Stored records:
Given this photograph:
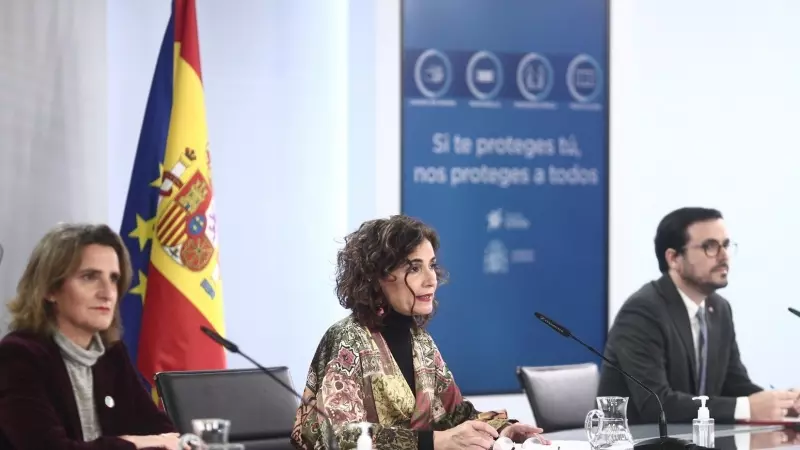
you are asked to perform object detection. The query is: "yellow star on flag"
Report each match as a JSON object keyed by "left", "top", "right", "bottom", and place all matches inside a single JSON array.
[
  {"left": 150, "top": 163, "right": 164, "bottom": 188},
  {"left": 128, "top": 214, "right": 156, "bottom": 250}
]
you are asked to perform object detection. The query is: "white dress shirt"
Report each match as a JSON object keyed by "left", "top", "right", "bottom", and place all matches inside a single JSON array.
[{"left": 678, "top": 289, "right": 750, "bottom": 420}]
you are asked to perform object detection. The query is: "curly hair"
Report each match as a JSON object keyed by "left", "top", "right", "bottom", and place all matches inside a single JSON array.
[
  {"left": 336, "top": 215, "right": 446, "bottom": 328},
  {"left": 7, "top": 223, "right": 132, "bottom": 346}
]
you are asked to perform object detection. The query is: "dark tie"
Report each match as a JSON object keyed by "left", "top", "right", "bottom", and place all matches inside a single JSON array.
[{"left": 697, "top": 308, "right": 708, "bottom": 395}]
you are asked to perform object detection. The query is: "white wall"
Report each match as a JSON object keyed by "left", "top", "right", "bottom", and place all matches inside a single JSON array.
[
  {"left": 0, "top": 0, "right": 108, "bottom": 335},
  {"left": 609, "top": 0, "right": 800, "bottom": 387}
]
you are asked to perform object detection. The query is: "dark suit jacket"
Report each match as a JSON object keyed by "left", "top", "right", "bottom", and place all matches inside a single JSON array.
[
  {"left": 0, "top": 332, "right": 175, "bottom": 450},
  {"left": 597, "top": 275, "right": 762, "bottom": 424}
]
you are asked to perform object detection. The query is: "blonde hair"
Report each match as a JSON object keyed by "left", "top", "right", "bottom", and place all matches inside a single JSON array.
[{"left": 8, "top": 223, "right": 132, "bottom": 346}]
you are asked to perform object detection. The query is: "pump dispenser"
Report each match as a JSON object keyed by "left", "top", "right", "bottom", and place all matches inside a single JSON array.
[
  {"left": 356, "top": 422, "right": 372, "bottom": 450},
  {"left": 692, "top": 395, "right": 714, "bottom": 448}
]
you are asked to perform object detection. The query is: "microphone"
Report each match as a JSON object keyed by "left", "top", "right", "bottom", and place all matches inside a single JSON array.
[
  {"left": 534, "top": 312, "right": 698, "bottom": 450},
  {"left": 200, "top": 326, "right": 339, "bottom": 450}
]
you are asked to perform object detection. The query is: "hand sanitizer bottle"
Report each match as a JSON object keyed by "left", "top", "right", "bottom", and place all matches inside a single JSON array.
[
  {"left": 692, "top": 395, "right": 714, "bottom": 448},
  {"left": 356, "top": 422, "right": 372, "bottom": 450}
]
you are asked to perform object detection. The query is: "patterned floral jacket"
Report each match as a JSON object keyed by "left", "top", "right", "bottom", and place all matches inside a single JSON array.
[{"left": 292, "top": 316, "right": 515, "bottom": 450}]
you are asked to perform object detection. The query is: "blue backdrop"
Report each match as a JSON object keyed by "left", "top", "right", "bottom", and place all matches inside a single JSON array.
[{"left": 401, "top": 0, "right": 608, "bottom": 395}]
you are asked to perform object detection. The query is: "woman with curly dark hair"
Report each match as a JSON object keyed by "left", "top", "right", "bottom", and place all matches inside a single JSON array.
[{"left": 292, "top": 215, "right": 542, "bottom": 450}]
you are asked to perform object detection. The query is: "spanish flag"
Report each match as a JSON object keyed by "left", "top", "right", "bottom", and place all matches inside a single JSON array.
[{"left": 120, "top": 0, "right": 225, "bottom": 387}]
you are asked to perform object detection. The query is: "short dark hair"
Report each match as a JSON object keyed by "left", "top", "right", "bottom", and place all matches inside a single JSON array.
[
  {"left": 336, "top": 215, "right": 445, "bottom": 328},
  {"left": 654, "top": 207, "right": 722, "bottom": 273}
]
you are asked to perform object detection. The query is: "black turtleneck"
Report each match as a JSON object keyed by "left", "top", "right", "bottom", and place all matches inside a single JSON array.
[
  {"left": 381, "top": 311, "right": 417, "bottom": 394},
  {"left": 381, "top": 311, "right": 433, "bottom": 450}
]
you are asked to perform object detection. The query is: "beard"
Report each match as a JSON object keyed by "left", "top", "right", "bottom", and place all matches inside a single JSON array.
[{"left": 681, "top": 263, "right": 728, "bottom": 296}]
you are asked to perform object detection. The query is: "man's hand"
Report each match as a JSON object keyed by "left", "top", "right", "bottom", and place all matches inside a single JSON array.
[{"left": 748, "top": 391, "right": 800, "bottom": 420}]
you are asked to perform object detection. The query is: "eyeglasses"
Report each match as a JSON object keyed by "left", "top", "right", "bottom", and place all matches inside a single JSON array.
[{"left": 684, "top": 239, "right": 739, "bottom": 258}]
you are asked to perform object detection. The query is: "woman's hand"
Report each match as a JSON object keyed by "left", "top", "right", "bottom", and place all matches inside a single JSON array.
[
  {"left": 120, "top": 433, "right": 182, "bottom": 450},
  {"left": 500, "top": 423, "right": 542, "bottom": 444},
  {"left": 433, "top": 420, "right": 499, "bottom": 450}
]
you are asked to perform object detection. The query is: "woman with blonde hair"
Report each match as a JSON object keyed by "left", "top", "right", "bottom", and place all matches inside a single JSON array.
[{"left": 0, "top": 224, "right": 178, "bottom": 450}]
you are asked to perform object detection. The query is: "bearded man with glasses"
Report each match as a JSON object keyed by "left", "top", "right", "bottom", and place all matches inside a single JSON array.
[{"left": 597, "top": 208, "right": 800, "bottom": 424}]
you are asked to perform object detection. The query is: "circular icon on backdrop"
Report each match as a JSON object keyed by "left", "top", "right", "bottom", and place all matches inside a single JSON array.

Task:
Pick out each line in the rows above that contains the string "backdrop" and copy those lines in full. Treat the match as case-sensitive.

Output for this exercise:
you are asked to perform object detection. The query is: "blue backdrop"
you are asked to perform object detection. The query is: "circular icon on backdrop"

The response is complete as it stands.